- **Task**: Return the full listing exactly as it is written.

- **Exercise material**:
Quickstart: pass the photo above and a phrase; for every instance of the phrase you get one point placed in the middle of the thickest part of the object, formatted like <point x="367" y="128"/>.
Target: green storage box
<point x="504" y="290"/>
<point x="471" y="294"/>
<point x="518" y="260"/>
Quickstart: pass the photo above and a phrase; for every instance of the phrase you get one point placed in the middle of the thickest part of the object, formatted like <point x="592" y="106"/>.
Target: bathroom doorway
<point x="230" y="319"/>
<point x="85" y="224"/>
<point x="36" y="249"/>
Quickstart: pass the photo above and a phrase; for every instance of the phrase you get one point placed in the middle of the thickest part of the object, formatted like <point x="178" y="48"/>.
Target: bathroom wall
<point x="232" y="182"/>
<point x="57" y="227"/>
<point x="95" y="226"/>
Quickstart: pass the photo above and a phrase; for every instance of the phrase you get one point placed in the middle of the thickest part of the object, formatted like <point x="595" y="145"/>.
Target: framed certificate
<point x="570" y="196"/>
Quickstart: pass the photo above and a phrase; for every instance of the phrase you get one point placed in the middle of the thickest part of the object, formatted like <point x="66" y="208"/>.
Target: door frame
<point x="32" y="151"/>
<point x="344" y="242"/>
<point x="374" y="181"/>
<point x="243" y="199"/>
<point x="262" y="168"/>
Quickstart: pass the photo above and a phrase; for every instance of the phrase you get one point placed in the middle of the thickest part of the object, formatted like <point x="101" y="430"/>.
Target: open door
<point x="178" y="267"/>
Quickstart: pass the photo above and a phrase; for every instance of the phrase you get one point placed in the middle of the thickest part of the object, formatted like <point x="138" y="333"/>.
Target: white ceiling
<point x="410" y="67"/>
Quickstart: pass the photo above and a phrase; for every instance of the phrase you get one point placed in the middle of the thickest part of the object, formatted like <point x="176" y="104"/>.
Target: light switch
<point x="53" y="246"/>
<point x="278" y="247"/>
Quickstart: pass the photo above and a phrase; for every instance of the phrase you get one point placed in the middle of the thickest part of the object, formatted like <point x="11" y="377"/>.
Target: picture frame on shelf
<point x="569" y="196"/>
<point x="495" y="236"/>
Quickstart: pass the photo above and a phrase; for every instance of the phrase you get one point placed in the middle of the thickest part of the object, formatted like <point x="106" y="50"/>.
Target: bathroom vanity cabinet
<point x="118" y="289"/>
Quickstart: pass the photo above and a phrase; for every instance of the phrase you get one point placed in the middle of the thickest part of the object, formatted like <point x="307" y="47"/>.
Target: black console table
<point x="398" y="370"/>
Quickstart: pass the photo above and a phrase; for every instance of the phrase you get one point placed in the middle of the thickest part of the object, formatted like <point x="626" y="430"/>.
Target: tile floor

- **Answer below**:
Quickstart: pass the photo above and a phrase; for every instance of the phrase you get one point placed in the middle of the thickest part of the object, formatted like <point x="367" y="128"/>.
Target: green storage box
<point x="504" y="290"/>
<point x="471" y="294"/>
<point x="518" y="260"/>
Quickstart: pass the photo above and a phrase; for every instance of the phrase you get one point placed in the middle of the thickest part of the object, formatted like <point x="592" y="106"/>.
Target: bathroom doorway
<point x="230" y="319"/>
<point x="85" y="224"/>
<point x="36" y="249"/>
Quickstart: pass the photo above and a phrase; for every instance of the phrase you get one point placed in the middle of the thickest part of the object, formatted like <point x="178" y="48"/>.
Target: bathroom wall
<point x="232" y="182"/>
<point x="57" y="227"/>
<point x="95" y="226"/>
Quickstart: pass the photo above and a phrase; for every instance of the phrase you get one point placed in the middle of the thickest part of the object, formatted like <point x="595" y="145"/>.
Target: framed certificate
<point x="570" y="196"/>
Quickstart: pass the photo above and a phrase; for every instance of the phrase you get one point placed in the middle of the thickest part of the object, formatted like <point x="66" y="208"/>.
Target: door frame
<point x="32" y="151"/>
<point x="344" y="242"/>
<point x="374" y="181"/>
<point x="243" y="199"/>
<point x="262" y="168"/>
Quickstart: pass the photo above and a phrase; for every instance of the phrase you get one point placed in the middle of the thickest part of the object, formatted like <point x="101" y="430"/>.
Target: open door
<point x="178" y="267"/>
Quickstart: pass the photo above and a phrase; for every instance of the phrase you get one point placed in the middle of the thickest part of the object, formatted like <point x="138" y="333"/>.
Target: white ceiling
<point x="410" y="67"/>
Quickstart: pass the photo above and a phrase; for every instance of the phrase you get one point placed in the middle of the thickest part of the object, formatted like <point x="176" y="104"/>.
Target: light switch
<point x="53" y="246"/>
<point x="278" y="247"/>
Quickstart: pass the photo above and a phrase; for every instance of the phrase you get one point placed in the middle of the thickest part of the object, formatted like <point x="11" y="377"/>.
Target: picture frame on shelf
<point x="569" y="196"/>
<point x="495" y="236"/>
Quickstart: pass the photo above and a phrase; for every instance of the phrase you get one point placed in the middle of the thickest part of the object, formatted like <point x="106" y="50"/>.
Target: bathroom vanity cabinet
<point x="118" y="289"/>
Quickstart: pass the photo above and a phrase; for every instance of the phrase you get one point placed in the middle of the thickest part of the object, formatted like <point x="307" y="47"/>.
Target: black console table
<point x="398" y="370"/>
Quickstart: pass the photo above and a phrase; for every instance of the phrase you get one point placed in the middle of the thickest part of the object, formatted like <point x="626" y="430"/>.
Target: tile floor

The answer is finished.